### TANTANGAN A
Dalam artikel tentang sanad keilmuan, media sosial disamakan dengan apa oleh Kiai Misbahul?

### BLOK TEKS
-.-.-
Senin 14 Oct 2019 16:26 WIB

Mata Rantai Guru Mutlak Diperlukan dalam Belajar Agama

Sanad atau mata rantai guru diperlukan untuk penguatan ilmu.

Rep: Fuji E Permana/ Red: Nashih Nashrullah
Suasana Pesantren Ramadhan (ilustrasi).
Foto: Antara/Syaiful Arif
Suasana Pesantren Ramadhan (ilustrasi).

REPUBLIKA.CO.ID, JAKARTA – Belajar mengaji ke ulama yang memiliki sanad (mata rantai guru) keilmuan adalah hal mutlak yang diperlukan pada era disrupsi sekarang ini. Sebab akan berbahaya jika mengaji ke orang yang tidak punya sanad keilmuan yang jelas.

Wakil Sekretaris Komisi Dakwah dan Pengembangan Masyarakat Majelis Ulama Indonesia (MUI), KH Misbahul Munir mengatakan di era digital ini banyak orang yang berbicara tentang agama di media sosial. Menurutnya media sosial sama seperti pengeras suara, yakni sebuah alat untuk menyampaikan pesan ke masyarakat.   

Baca Juga

"Persoalannya yang menyampaikan (ilmu agama di media sosial) ini harus punya sanad yang jelas, dari mana dia (belajar agama)," kata Kiai Misbahul, sebagaimana dikutip dari arsip Harian Republika, Senin (14/11).
-.-.-
### ENTRI TERSEDIA

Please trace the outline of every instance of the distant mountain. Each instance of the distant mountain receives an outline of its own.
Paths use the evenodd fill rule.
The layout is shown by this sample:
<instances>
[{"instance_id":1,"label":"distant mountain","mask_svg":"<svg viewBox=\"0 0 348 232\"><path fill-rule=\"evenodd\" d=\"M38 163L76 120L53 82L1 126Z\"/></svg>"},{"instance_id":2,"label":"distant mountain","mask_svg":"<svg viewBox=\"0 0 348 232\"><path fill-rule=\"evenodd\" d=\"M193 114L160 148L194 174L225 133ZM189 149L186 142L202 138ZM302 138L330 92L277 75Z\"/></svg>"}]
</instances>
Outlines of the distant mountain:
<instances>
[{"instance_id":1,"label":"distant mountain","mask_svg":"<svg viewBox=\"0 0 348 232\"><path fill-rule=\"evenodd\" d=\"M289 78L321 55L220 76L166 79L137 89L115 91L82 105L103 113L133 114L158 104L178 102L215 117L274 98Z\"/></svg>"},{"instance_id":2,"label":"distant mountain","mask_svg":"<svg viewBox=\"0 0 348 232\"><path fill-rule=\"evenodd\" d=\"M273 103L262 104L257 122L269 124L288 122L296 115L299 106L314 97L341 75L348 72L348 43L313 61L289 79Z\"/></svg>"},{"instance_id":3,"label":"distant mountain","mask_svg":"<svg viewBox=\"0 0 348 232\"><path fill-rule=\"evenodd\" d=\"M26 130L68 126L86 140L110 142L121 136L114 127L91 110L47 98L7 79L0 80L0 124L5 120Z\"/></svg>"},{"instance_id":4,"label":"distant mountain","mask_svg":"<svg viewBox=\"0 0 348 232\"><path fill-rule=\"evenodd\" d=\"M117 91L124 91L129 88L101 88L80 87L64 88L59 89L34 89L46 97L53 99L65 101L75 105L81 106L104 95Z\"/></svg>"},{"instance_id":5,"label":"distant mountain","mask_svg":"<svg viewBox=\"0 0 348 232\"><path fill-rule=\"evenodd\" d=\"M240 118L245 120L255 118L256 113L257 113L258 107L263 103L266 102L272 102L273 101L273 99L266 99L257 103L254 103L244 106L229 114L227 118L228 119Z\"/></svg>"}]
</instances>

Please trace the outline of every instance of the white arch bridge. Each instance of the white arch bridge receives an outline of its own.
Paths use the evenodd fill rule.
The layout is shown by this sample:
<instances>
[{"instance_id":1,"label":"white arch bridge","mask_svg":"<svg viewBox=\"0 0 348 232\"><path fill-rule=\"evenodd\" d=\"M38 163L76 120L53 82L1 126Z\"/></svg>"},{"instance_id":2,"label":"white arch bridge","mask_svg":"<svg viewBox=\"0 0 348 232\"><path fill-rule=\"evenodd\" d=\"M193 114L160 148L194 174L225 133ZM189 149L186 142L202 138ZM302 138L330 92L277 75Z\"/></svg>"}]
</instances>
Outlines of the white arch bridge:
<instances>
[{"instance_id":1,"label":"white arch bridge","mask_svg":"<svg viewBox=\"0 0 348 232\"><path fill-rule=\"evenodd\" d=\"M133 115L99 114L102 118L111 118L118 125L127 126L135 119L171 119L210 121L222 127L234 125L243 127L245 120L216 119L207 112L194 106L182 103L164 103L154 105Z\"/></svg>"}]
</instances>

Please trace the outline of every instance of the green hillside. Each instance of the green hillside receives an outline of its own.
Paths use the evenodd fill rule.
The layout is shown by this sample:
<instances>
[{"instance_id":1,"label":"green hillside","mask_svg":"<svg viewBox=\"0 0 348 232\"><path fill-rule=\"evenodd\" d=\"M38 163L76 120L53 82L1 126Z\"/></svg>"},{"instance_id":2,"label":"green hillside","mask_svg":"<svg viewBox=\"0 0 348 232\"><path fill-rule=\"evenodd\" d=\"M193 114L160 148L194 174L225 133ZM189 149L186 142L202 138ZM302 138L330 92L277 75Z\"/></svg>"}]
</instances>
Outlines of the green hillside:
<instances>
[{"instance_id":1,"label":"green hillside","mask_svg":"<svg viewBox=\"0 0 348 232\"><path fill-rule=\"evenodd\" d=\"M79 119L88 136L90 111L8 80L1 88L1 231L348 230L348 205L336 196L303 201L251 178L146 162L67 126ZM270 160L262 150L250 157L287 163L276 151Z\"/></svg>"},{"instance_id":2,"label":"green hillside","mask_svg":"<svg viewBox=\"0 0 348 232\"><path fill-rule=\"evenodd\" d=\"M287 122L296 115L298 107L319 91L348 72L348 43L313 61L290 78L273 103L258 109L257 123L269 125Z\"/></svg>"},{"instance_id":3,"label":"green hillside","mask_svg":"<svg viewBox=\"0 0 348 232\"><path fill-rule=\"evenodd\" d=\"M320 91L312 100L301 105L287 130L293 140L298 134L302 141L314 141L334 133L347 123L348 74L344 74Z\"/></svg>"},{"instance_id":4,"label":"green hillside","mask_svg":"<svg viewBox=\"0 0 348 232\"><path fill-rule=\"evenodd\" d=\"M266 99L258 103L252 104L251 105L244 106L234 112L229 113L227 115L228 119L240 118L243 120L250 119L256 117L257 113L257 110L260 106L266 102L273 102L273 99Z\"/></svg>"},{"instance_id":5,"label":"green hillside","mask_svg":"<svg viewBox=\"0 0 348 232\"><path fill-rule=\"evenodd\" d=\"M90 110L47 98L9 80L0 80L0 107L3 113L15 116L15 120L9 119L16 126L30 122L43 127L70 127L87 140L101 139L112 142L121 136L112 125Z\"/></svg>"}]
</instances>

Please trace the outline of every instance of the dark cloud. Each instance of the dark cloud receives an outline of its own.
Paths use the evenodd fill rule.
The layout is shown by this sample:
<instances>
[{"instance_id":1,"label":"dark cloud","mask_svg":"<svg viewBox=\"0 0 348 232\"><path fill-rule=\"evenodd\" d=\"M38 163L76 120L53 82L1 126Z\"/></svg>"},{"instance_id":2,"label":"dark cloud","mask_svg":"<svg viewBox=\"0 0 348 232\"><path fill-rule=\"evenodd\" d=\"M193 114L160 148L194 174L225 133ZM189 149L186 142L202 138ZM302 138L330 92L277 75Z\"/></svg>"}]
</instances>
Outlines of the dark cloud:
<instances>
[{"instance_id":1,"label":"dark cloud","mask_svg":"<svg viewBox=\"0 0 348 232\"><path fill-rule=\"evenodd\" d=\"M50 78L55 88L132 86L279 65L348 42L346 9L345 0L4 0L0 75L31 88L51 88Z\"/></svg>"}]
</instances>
-.-.-
### TANTANGAN B
Pada entri di atas, ganti "sample" dengan "example" di bagian yang dimulai dari baris berisi "Please trace the outline of every instance of the dark" sampai akhir entri, lalu tuliskan kembali bagian itu saja tanpa perubahan lain.

### PEMBAHASAN JAWABAN A
Pengeras suara, yakni alat untuk menyampaikan pesan ke masyarakat.

### PEMBAHASAN JAWABAN B
Please trace the outline of every instance of the dark cloud. Each instance of the dark cloud receives an outline of its own.
Paths use the evenodd fill rule.
The layout is shown by this example:
<instances>
[{"instance_id":1,"label":"dark cloud","mask_svg":"<svg viewBox=\"0 0 348 232\"><path fill-rule=\"evenodd\" d=\"M38 163L76 120L53 82L1 126Z\"/></svg>"},{"instance_id":2,"label":"dark cloud","mask_svg":"<svg viewBox=\"0 0 348 232\"><path fill-rule=\"evenodd\" d=\"M193 114L160 148L194 174L225 133ZM189 149L186 142L202 138ZM302 138L330 92L277 75Z\"/></svg>"}]
</instances>
Outlines of the dark cloud:
<instances>
[{"instance_id":1,"label":"dark cloud","mask_svg":"<svg viewBox=\"0 0 348 232\"><path fill-rule=\"evenodd\" d=\"M50 78L55 88L132 86L279 65L348 42L346 9L345 0L4 0L0 75L31 88L51 88Z\"/></svg>"}]
</instances>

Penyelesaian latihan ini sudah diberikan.